* _What you need to do_:
1. In the photo-elicitation passage, what kind of diet were Pakistanis in Denmark officially advised to adopt?
2. Please write out everything in the photo-elicitation passage from "By asking participants" down to "more widely available.".
3. Summarize the photo-elicitation passage in two sentences.

* _Reading passage_:
* * * * * * *

Photo-elicitation amongst Pakistani migrants in Denmark
Denmark has a well-established tradition of disseminating public health information via information campaigns relating to exercise, diet, smoking and alcohol. Until recently, however, such initiatives have not attempted to incorporate cultural diversity, or to consider how food is embedded in the social practices and relations of everyday life. At the same time, there has been a rising prevalence of type 2 diabetes mellitus and coronary heart disease amongst Pakistanis living in Denmark. This has been accompanied by official advice to these groups to adopt a more Danish diet based on rye bread and dairy products. Researchers used photo-elicitation and narrative interviews to study the food practices of Pakistani families in Denmark to understand how food is embedded in people’s everyday lives and interactions.
By asking participants to take photographs of their food and then discuss the pictures they took, the researchers found that Pakistanis in Denmark did not consume unhealthy food out of ignorance. Instead, they actively sought to balance recommended healthy food practices with other cultural practices and behaviours and with the practicalities of life and work schedules. They concluded that public health policies should shift from a deficit model (that is, seeking to address assumed deficiencies in knowledge and motivation) to one based on encouraging healthier food in social practices and making healthier convenience food options more widely available.

* * * * * * *

* _Information given_:
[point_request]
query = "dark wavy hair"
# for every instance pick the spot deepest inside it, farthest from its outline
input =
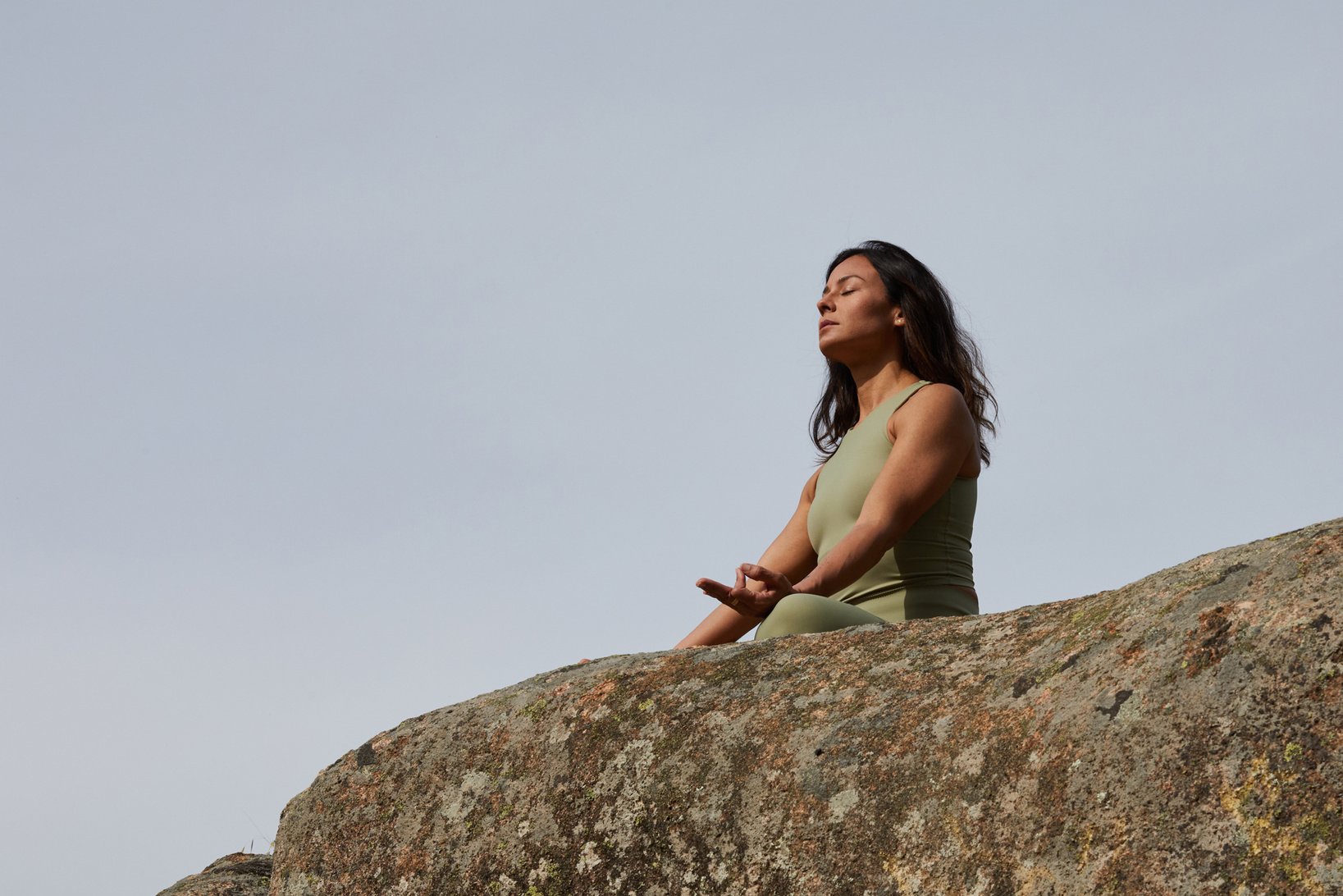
(936, 348)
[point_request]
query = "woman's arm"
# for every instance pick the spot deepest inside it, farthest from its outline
(790, 554)
(932, 438)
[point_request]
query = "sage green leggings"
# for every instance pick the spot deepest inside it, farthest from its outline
(810, 613)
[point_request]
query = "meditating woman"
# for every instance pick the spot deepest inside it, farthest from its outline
(883, 529)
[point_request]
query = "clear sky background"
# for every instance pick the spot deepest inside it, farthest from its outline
(356, 359)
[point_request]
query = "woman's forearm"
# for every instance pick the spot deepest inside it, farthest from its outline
(723, 625)
(849, 560)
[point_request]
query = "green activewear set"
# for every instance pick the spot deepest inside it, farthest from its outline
(917, 578)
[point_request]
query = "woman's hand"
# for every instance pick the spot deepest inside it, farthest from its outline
(750, 602)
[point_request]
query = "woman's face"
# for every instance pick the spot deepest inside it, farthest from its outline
(857, 320)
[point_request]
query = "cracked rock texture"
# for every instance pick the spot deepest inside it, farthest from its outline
(234, 875)
(1178, 735)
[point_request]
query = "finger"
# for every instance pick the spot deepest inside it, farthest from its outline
(761, 574)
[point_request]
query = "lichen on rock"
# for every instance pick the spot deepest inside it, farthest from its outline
(1176, 735)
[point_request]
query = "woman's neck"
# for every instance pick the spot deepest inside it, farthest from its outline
(880, 382)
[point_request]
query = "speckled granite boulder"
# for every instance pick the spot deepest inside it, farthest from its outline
(234, 875)
(1180, 735)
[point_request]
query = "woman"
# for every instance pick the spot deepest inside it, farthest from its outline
(883, 529)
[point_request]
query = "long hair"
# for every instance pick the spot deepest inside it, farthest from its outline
(936, 350)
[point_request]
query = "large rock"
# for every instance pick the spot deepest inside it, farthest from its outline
(1178, 735)
(234, 875)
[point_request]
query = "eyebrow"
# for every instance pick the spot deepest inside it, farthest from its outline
(839, 281)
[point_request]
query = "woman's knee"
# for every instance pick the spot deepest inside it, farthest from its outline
(802, 615)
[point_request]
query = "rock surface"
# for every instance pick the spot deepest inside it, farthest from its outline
(1178, 735)
(234, 875)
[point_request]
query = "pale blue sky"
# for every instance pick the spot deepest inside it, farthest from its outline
(358, 359)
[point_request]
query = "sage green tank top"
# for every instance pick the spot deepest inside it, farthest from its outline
(935, 551)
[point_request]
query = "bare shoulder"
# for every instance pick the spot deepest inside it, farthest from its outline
(809, 491)
(938, 406)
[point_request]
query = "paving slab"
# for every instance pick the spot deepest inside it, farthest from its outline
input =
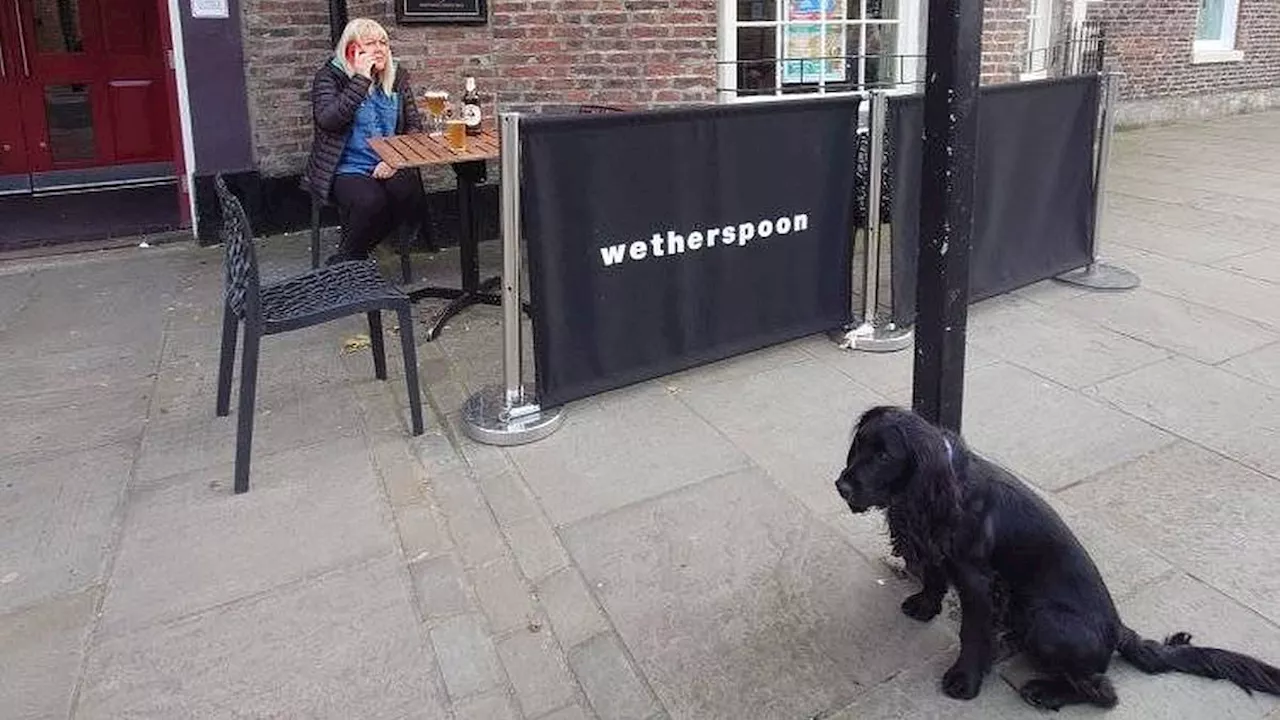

* * * * * * *

* _Responses per task_:
1. A more Danish diet based on rye bread and dairy products.

2.
By asking participants to take photographs of their food and then discuss the pictures they took, the researchers found that Pakistanis in Denmark did not consume unhealthy food out of ignorance. Instead, they actively sought to balance recommended healthy food practices with other cultural practices and behaviours and with the practicalities of life and work schedules. They concluded that public health policies should shift from a deficit model (that is, seeking to address assumed deficiencies in knowledge and motivation) to one based on encouraging healthier food in social practices and making healthier convenience food options more widely available.

3. Researchers used photo-elicitation and narrative interviews to study the food practices of Pakistani families in Denmark, a group with rising rates of type 2 diabetes and coronary heart disease. They found that these families did not eat unhealthy food out of ignorance but balanced health advice with cultural practices and the demands of work and daily life, so they concluded that public health policy should move away from a deficit model toward encouraging healthier food in social practices and making healthier convenience foods more widely available.